**WRITTEN PROBLEM:**
Reproduce each of the boundary labeling items below word for word, omitting nothing.

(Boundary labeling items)
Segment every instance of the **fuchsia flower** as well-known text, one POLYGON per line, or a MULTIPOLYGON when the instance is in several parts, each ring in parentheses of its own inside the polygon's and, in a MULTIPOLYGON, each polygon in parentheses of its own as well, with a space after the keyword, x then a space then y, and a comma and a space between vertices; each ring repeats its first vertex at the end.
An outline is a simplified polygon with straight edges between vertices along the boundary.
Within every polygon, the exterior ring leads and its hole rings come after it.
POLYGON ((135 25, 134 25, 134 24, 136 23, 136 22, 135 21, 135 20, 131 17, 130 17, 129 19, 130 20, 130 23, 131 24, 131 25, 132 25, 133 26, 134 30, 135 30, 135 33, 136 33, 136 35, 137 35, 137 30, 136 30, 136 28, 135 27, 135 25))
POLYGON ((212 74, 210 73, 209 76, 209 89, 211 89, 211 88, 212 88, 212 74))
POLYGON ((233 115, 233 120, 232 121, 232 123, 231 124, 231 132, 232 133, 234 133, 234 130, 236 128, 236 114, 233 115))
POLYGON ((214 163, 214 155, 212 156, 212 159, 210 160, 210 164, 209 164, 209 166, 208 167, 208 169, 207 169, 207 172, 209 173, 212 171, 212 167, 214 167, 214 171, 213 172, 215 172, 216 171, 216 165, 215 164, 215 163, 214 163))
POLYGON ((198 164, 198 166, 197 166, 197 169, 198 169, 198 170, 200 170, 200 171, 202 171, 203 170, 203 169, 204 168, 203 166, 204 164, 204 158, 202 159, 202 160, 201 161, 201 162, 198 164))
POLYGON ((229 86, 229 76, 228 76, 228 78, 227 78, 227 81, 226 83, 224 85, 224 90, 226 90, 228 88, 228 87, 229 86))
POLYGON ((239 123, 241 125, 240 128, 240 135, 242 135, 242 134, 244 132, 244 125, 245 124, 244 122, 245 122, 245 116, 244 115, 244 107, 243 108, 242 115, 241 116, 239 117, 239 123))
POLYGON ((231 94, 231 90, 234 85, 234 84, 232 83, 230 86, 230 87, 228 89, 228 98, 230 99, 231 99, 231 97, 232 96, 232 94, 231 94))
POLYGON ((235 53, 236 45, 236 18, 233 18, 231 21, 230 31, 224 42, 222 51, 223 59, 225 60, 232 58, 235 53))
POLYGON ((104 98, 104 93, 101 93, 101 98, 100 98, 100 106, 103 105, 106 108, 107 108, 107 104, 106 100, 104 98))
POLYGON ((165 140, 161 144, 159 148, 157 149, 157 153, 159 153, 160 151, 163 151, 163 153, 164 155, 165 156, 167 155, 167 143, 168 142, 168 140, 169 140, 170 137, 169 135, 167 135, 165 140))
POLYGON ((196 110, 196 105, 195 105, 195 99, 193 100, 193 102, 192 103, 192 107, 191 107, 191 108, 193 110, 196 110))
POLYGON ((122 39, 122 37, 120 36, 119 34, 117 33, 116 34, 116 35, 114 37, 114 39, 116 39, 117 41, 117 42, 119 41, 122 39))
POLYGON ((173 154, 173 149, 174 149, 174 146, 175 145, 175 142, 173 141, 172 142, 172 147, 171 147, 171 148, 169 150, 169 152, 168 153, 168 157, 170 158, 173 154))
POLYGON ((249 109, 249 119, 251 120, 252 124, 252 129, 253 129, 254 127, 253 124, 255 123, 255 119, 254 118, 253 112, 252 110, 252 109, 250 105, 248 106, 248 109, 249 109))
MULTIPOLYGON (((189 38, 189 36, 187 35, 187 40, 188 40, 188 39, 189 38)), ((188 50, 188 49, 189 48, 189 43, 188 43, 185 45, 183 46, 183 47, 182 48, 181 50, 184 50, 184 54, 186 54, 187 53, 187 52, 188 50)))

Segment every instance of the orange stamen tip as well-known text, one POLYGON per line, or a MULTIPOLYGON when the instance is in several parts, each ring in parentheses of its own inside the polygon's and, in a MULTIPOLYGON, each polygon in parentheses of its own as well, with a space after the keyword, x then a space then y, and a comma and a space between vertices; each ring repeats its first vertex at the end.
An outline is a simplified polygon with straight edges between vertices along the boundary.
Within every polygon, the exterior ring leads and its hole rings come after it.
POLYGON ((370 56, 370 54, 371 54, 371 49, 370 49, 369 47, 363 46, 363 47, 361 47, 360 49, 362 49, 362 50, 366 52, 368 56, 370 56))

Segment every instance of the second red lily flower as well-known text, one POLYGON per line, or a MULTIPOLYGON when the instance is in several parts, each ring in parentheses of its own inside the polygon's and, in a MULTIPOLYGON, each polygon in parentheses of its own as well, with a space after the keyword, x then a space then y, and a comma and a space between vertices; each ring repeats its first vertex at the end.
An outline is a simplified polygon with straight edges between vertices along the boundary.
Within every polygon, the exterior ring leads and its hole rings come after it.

**CORRECT ANSWER:**
Segment every instance of the **fuchsia flower** as well-known text, one POLYGON per line, or a MULTIPOLYGON when the instance is in several parts, each ring in parentheses of its own inside the polygon's and, in a MULTIPOLYGON, each polygon in parentheses of its own as well, with a space after the keyword, x then a space then y, and a comma and a space between vertices; each ring repeats its first vertex at the end.
An outline is a simplified polygon with straight edges between vertices along the boundary.
Within every polygon, the exterior ring leads and its hole rings come after it.
POLYGON ((135 25, 134 25, 134 24, 136 23, 136 22, 135 21, 135 20, 131 17, 130 17, 129 19, 130 20, 130 23, 131 24, 131 25, 132 25, 133 26, 134 30, 135 30, 135 33, 136 33, 136 35, 137 35, 137 30, 136 30, 136 28, 135 27, 135 25))
POLYGON ((212 74, 210 73, 209 76, 209 89, 211 89, 211 88, 212 88, 212 74))
POLYGON ((233 115, 233 120, 232 121, 232 123, 231 124, 231 132, 232 133, 234 133, 234 130, 236 128, 236 114, 233 115))
POLYGON ((214 163, 214 155, 212 156, 212 159, 210 160, 210 164, 209 164, 209 166, 208 167, 208 169, 207 169, 207 172, 209 173, 212 171, 212 167, 214 167, 214 171, 213 172, 215 172, 216 171, 216 165, 215 164, 215 163, 214 163))
POLYGON ((198 164, 198 166, 197 166, 197 169, 198 169, 198 170, 200 170, 200 171, 202 171, 203 170, 203 169, 204 168, 203 166, 204 164, 204 158, 202 159, 202 160, 201 161, 201 162, 198 164))
POLYGON ((229 86, 229 76, 228 76, 228 78, 227 78, 227 81, 226 83, 224 85, 224 90, 226 90, 228 88, 228 87, 229 86))
POLYGON ((239 123, 241 125, 240 128, 240 135, 242 135, 242 134, 244 132, 244 125, 245 124, 244 122, 245 122, 245 116, 244 115, 244 107, 243 108, 242 115, 241 116, 239 117, 239 123))
POLYGON ((231 94, 231 90, 234 85, 234 84, 232 83, 230 86, 230 87, 228 89, 228 98, 230 99, 231 99, 231 97, 232 96, 232 94, 231 94))
POLYGON ((235 53, 236 45, 236 18, 233 18, 231 21, 230 31, 224 42, 222 51, 223 59, 225 60, 232 58, 235 53))
POLYGON ((104 98, 104 93, 101 93, 101 98, 100 98, 100 106, 103 105, 106 108, 107 108, 107 104, 106 100, 104 98))
POLYGON ((165 140, 161 144, 159 148, 157 149, 157 153, 159 153, 160 151, 163 151, 163 153, 164 155, 165 156, 167 155, 167 143, 168 142, 168 140, 169 140, 170 137, 169 135, 167 135, 165 140))
POLYGON ((196 110, 196 105, 195 105, 195 99, 193 100, 193 102, 192 103, 192 107, 191 107, 191 108, 193 110, 196 110))
POLYGON ((122 39, 122 37, 120 36, 119 34, 117 33, 116 34, 116 35, 114 37, 114 39, 116 39, 117 41, 117 42, 119 41, 122 39))
POLYGON ((173 154, 173 149, 174 149, 174 146, 175 145, 175 142, 173 141, 172 142, 172 147, 171 147, 171 148, 169 150, 169 152, 168 153, 168 157, 170 158, 173 154))
POLYGON ((249 109, 249 119, 251 120, 252 124, 252 129, 253 129, 254 127, 253 124, 255 123, 255 119, 254 118, 253 112, 252 110, 252 109, 250 105, 248 106, 248 109, 249 109))
MULTIPOLYGON (((189 38, 189 36, 187 35, 187 40, 188 40, 188 39, 189 38)), ((188 50, 188 49, 189 48, 189 43, 188 43, 185 45, 183 46, 183 47, 182 48, 181 50, 184 50, 184 54, 186 54, 187 53, 187 52, 188 50)))

Segment every instance of the orange stamen tip as well-known text, one POLYGON per line, or a MULTIPOLYGON when the instance is in several parts, each ring in parentheses of its own inside the polygon's and, in a MULTIPOLYGON, each polygon in parentheses of its own as well, with a space after the keyword, x then a space then y, and a comma and a space between vertices; each ring repeats its first vertex at the end.
An outline is a simplified polygon with straight edges between vertices along the boundary.
Within every polygon, the exterior ring leads and its hole rings come after it.
POLYGON ((370 56, 370 54, 371 54, 371 49, 370 49, 369 47, 363 46, 363 47, 361 47, 360 49, 362 49, 362 50, 366 52, 368 56, 370 56))

Segment every instance of the second red lily flower as well-known text, one POLYGON per line, or a MULTIPOLYGON when the instance is in several parts, each ring in parentheses of its own inside the polygon's and, in a MULTIPOLYGON, each polygon in parentheses of its own as well, with a space after the keyword, x then a space then y, and a comma and a space between vertices; each ring repeats its first vertex at the end.
An outline is a simplified polygon with straight edges between vertices along the boundary.
Within every polygon, the exterior ring leads and its hole rings come after it.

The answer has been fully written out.